TASK TO CARRY OUT
Repeat exactly, and only, the lines from the one containing "positive clicks: (775, 513) (798, 511)" through the last line of the data below.

Saved entries
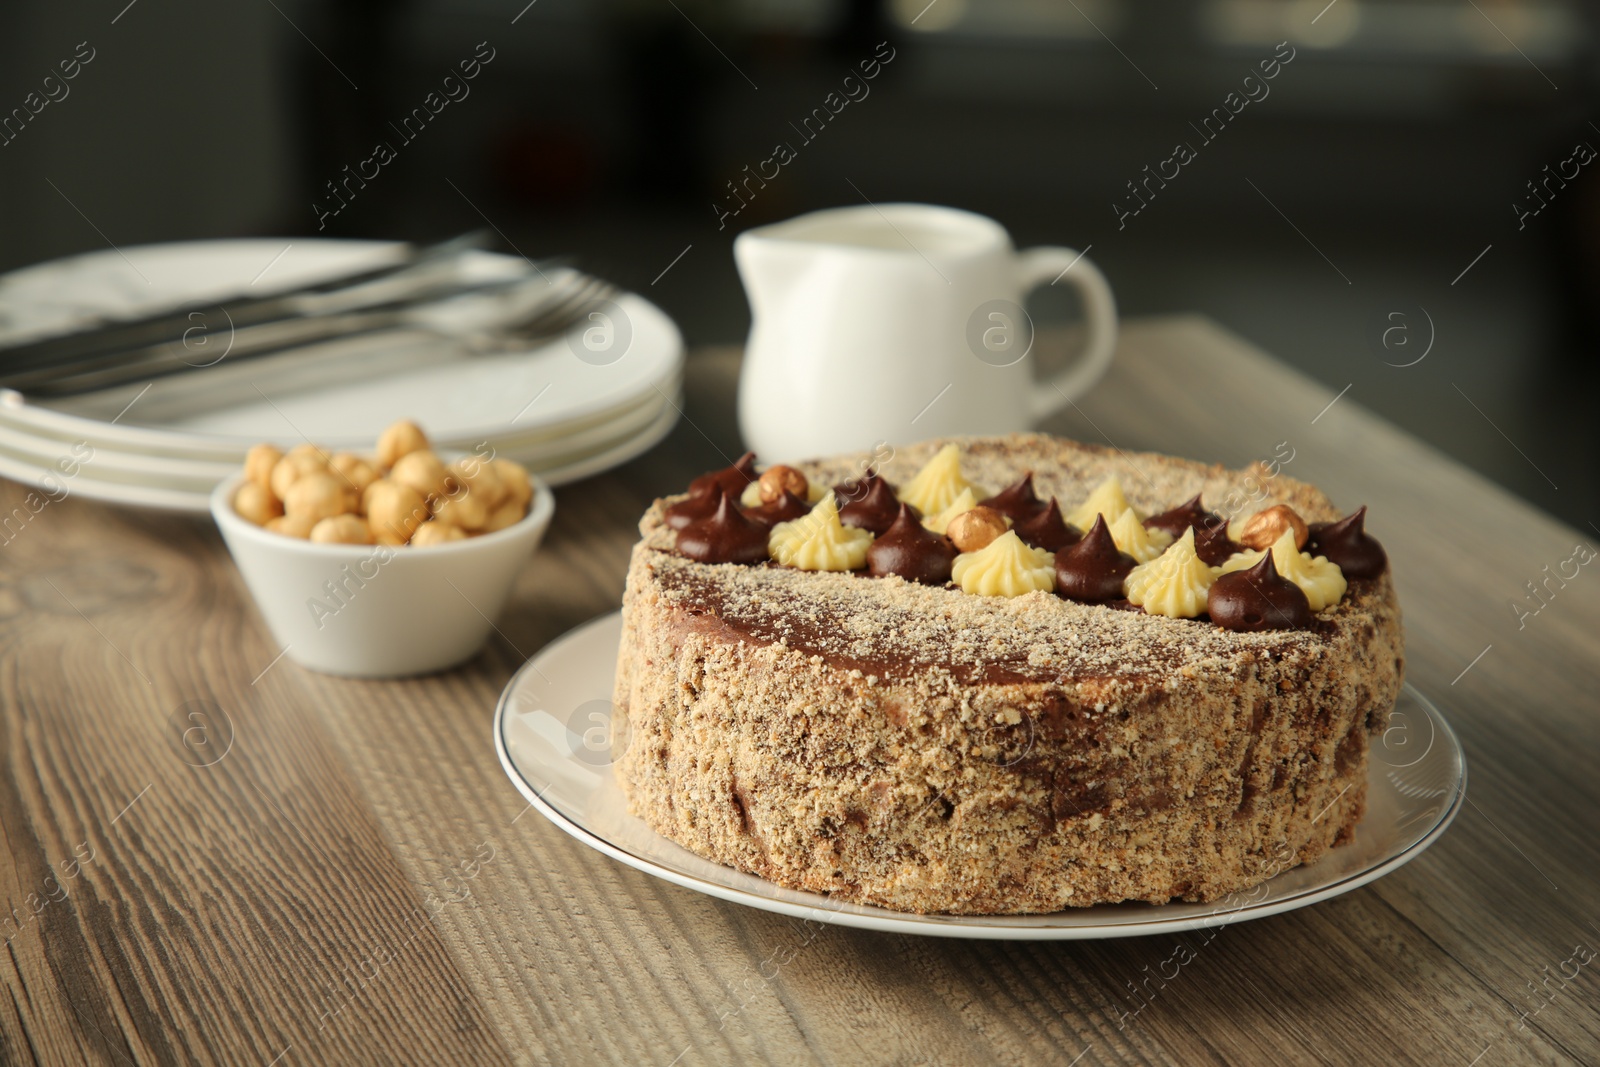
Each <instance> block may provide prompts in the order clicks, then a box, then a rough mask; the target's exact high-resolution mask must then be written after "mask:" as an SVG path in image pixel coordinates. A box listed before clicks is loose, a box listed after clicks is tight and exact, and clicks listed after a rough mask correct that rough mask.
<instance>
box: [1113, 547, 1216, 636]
mask: <svg viewBox="0 0 1600 1067" xmlns="http://www.w3.org/2000/svg"><path fill="white" fill-rule="evenodd" d="M1218 573H1219V571H1216V569H1214V568H1211V566H1208V565H1206V561H1205V560H1202V558H1200V557H1198V555H1197V553H1195V531H1194V526H1190V528H1189V530H1186V531H1184V536H1182V537H1179V539H1178V541H1176V542H1173V547H1170V549H1168V550H1166V552H1163V553H1162V555H1158V557H1155V558H1154V560H1150V561H1149V563H1141V565H1139V566H1136V568H1133V569H1131V571H1130V573H1128V577H1125V579H1123V582H1122V587H1123V592H1125V593H1126V595H1128V601H1130V603H1134V605H1139V606H1141V608H1144V611H1146V614H1165V616H1166V617H1170V619H1192V617H1195V616H1198V614H1203V613H1205V603H1206V593H1210V592H1211V582H1214V581H1216V576H1218Z"/></svg>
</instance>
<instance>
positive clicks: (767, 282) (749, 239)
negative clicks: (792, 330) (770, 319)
mask: <svg viewBox="0 0 1600 1067" xmlns="http://www.w3.org/2000/svg"><path fill="white" fill-rule="evenodd" d="M816 251H818V250H816V246H814V245H811V246H806V245H803V243H800V242H786V240H781V238H773V237H768V235H765V234H757V232H752V230H746V232H744V234H739V237H736V238H734V242H733V261H734V266H738V269H739V280H741V282H742V283H744V291H746V294H747V296H749V299H750V314H752V317H758V315H765V314H771V312H774V310H776V307H778V306H779V304H781V302H782V301H784V298H786V296H787V294H789V293H792V291H794V290H795V286H797V285H798V283H800V275H802V274H803V272H805V269H806V264H808V261H810V259H811V258H813V256H814V254H816Z"/></svg>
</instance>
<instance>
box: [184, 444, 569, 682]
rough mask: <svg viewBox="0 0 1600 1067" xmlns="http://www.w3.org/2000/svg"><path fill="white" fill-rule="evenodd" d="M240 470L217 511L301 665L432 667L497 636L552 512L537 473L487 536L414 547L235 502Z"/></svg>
mask: <svg viewBox="0 0 1600 1067" xmlns="http://www.w3.org/2000/svg"><path fill="white" fill-rule="evenodd" d="M243 480H245V475H243V472H240V474H235V475H234V477H230V478H226V480H224V482H222V483H221V485H218V486H216V490H214V491H213V493H211V515H213V517H214V518H216V525H218V526H219V528H221V530H222V541H226V542H227V550H229V552H232V553H234V563H237V565H238V573H240V574H243V576H245V585H248V587H250V593H251V595H253V597H254V598H256V606H258V608H259V609H261V616H262V617H264V619H266V621H267V629H269V630H272V637H274V638H275V640H277V643H278V646H282V648H285V649H286V656H288V657H290V659H293V661H294V662H298V664H301V665H302V667H310V669H312V670H323V672H326V673H338V675H355V677H363V678H397V677H403V675H419V673H429V672H432V670H443V669H445V667H453V665H456V664H459V662H462V661H466V659H470V657H472V656H474V654H477V651H478V649H480V648H483V643H485V641H486V640H488V635H490V630H493V627H494V617H496V616H498V614H499V611H501V608H502V606H504V605H506V597H507V595H509V593H510V587H512V582H514V581H515V577H517V571H520V569H522V565H523V563H526V561H528V557H530V555H533V550H534V549H536V547H538V545H539V539H541V537H544V531H546V530H547V528H549V525H550V515H554V514H555V498H554V496H550V490H549V488H547V486H546V485H544V483H542V482H539V480H538V478H533V501H531V506H530V509H528V515H526V517H525V518H523V520H522V522H518V523H517V525H515V526H507V528H506V530H498V531H494V533H491V534H483V536H480V537H467V539H466V541H453V542H450V544H442V545H430V547H426V549H416V547H411V545H398V547H384V545H366V544H315V542H310V541H301V539H299V537H286V536H283V534H275V533H270V531H267V530H262V528H261V526H256V525H254V523H250V522H246V520H245V518H242V517H240V515H238V514H237V512H235V510H234V491H235V490H237V488H238V486H240V483H242V482H243Z"/></svg>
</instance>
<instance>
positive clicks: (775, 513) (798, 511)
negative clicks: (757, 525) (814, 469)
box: [742, 490, 811, 530]
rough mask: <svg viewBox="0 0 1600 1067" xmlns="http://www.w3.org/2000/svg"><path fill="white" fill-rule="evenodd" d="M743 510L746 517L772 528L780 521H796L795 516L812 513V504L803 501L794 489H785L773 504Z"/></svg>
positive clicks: (767, 504)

OUTPUT BELOW
positive clicks: (775, 513) (798, 511)
negative clicks: (757, 525) (814, 469)
box: [742, 490, 811, 530]
rough mask: <svg viewBox="0 0 1600 1067" xmlns="http://www.w3.org/2000/svg"><path fill="white" fill-rule="evenodd" d="M743 510L746 517L772 528L780 521H796L795 516L812 513V504L803 501L794 489H785L773 504Z"/></svg>
positive clicks: (767, 504)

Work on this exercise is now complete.